[Records from a collection]
* START *

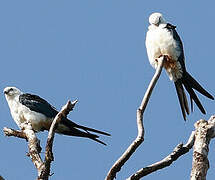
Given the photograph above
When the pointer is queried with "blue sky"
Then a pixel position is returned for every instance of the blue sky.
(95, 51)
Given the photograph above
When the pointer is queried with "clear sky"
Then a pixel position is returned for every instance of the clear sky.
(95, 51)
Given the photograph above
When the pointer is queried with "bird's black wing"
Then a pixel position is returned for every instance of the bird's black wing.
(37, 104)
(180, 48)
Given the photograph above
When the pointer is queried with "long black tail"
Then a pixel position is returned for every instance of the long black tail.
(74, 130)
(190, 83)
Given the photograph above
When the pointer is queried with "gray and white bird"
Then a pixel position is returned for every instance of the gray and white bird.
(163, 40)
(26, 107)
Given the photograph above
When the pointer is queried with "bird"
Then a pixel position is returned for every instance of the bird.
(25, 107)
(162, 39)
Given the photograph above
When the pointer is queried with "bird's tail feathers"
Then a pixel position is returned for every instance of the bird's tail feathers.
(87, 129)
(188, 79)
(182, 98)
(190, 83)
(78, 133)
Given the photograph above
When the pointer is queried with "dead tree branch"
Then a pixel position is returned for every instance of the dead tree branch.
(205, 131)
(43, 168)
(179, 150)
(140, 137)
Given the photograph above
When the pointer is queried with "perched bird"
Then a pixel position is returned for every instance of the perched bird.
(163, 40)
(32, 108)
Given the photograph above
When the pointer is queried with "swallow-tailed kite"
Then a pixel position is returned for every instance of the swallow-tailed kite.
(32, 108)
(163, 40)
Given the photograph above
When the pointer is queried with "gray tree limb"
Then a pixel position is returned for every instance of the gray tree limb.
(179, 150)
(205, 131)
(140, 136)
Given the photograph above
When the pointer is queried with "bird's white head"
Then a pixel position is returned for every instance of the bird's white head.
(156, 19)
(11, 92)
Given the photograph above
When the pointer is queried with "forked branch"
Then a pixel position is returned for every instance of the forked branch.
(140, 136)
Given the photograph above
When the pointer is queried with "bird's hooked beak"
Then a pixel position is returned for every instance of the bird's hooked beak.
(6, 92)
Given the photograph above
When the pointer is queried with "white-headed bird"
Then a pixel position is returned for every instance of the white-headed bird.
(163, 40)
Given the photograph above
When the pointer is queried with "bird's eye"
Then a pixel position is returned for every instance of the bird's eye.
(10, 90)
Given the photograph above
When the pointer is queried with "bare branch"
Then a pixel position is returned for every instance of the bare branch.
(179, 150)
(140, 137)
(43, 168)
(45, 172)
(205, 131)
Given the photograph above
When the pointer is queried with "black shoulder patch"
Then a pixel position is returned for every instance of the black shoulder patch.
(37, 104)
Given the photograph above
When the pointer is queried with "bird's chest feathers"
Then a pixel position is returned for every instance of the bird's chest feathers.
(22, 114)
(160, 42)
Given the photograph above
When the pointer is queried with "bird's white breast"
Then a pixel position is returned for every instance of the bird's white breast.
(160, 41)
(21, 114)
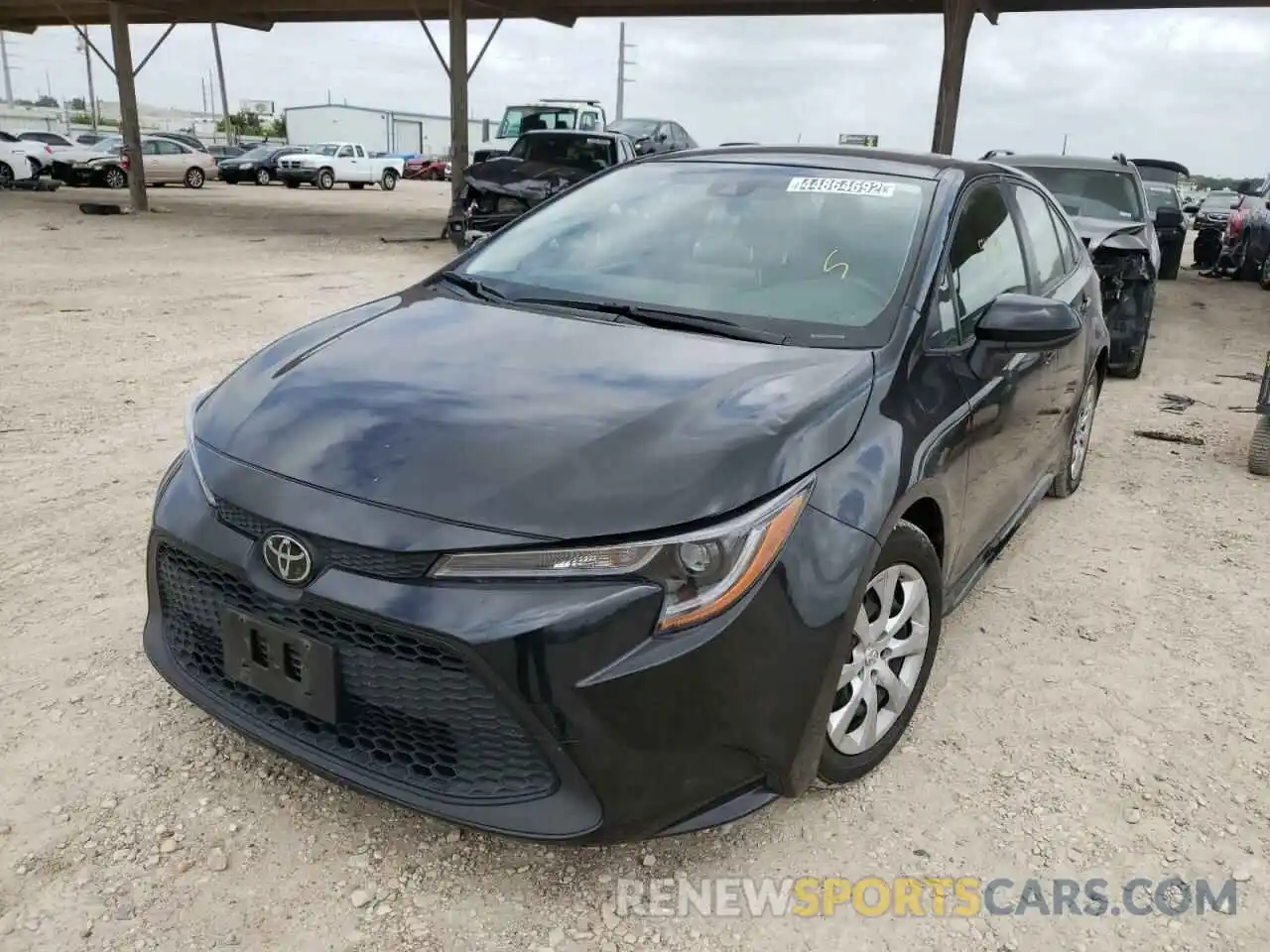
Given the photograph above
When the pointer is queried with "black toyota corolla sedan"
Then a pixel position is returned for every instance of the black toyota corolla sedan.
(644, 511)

* END *
* START *

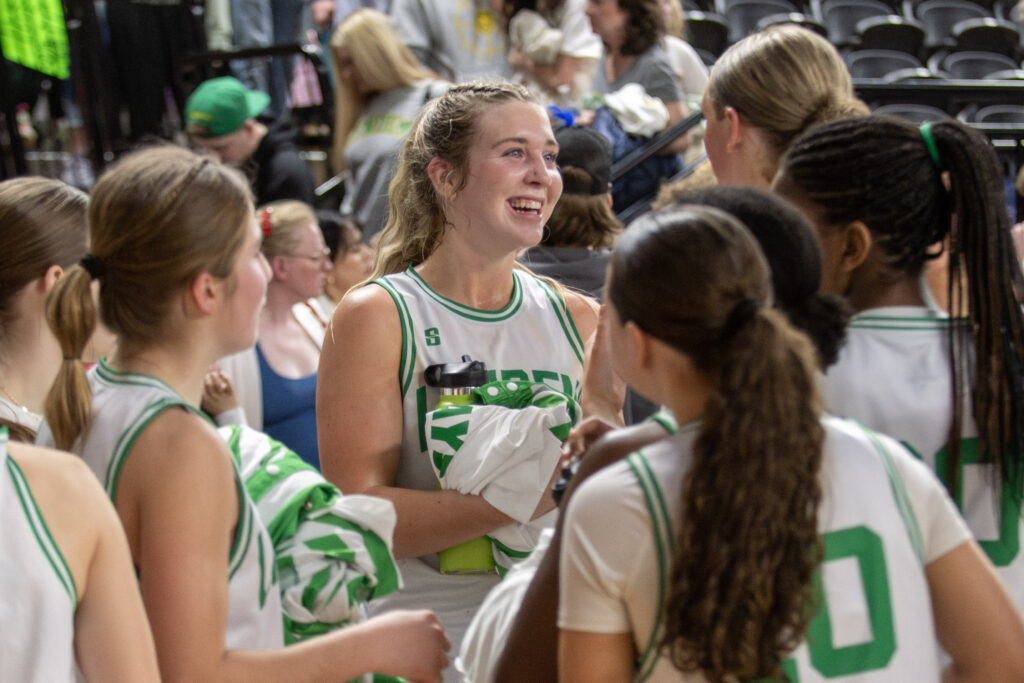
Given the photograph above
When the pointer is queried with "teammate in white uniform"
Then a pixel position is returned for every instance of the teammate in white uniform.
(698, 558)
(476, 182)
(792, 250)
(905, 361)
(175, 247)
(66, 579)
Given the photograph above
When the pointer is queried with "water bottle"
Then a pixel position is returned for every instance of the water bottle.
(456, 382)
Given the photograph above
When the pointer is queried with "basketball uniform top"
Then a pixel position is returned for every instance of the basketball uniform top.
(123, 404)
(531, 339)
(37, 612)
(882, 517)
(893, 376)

* END *
* START *

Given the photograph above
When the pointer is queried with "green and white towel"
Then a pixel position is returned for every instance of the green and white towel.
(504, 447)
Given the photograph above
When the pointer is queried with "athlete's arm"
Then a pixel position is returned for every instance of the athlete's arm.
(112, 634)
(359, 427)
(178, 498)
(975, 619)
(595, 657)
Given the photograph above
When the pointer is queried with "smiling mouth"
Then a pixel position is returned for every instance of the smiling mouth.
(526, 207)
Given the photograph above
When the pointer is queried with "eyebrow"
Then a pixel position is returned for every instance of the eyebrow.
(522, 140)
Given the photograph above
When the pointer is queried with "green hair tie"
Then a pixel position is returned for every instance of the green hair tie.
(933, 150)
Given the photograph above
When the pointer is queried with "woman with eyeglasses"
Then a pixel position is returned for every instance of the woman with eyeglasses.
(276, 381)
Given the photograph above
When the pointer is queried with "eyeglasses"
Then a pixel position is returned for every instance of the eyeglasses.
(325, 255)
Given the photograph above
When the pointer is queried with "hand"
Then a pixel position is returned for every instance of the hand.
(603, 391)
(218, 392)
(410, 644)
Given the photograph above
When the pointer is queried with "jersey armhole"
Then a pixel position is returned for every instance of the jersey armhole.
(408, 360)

* END *

Pick out and copy every line above that contains the string "teammate". Case counts.

When the pointer is queried with "teammate in white uniform"
Then a pixel position is returned for every instance of the teammate in white uniform.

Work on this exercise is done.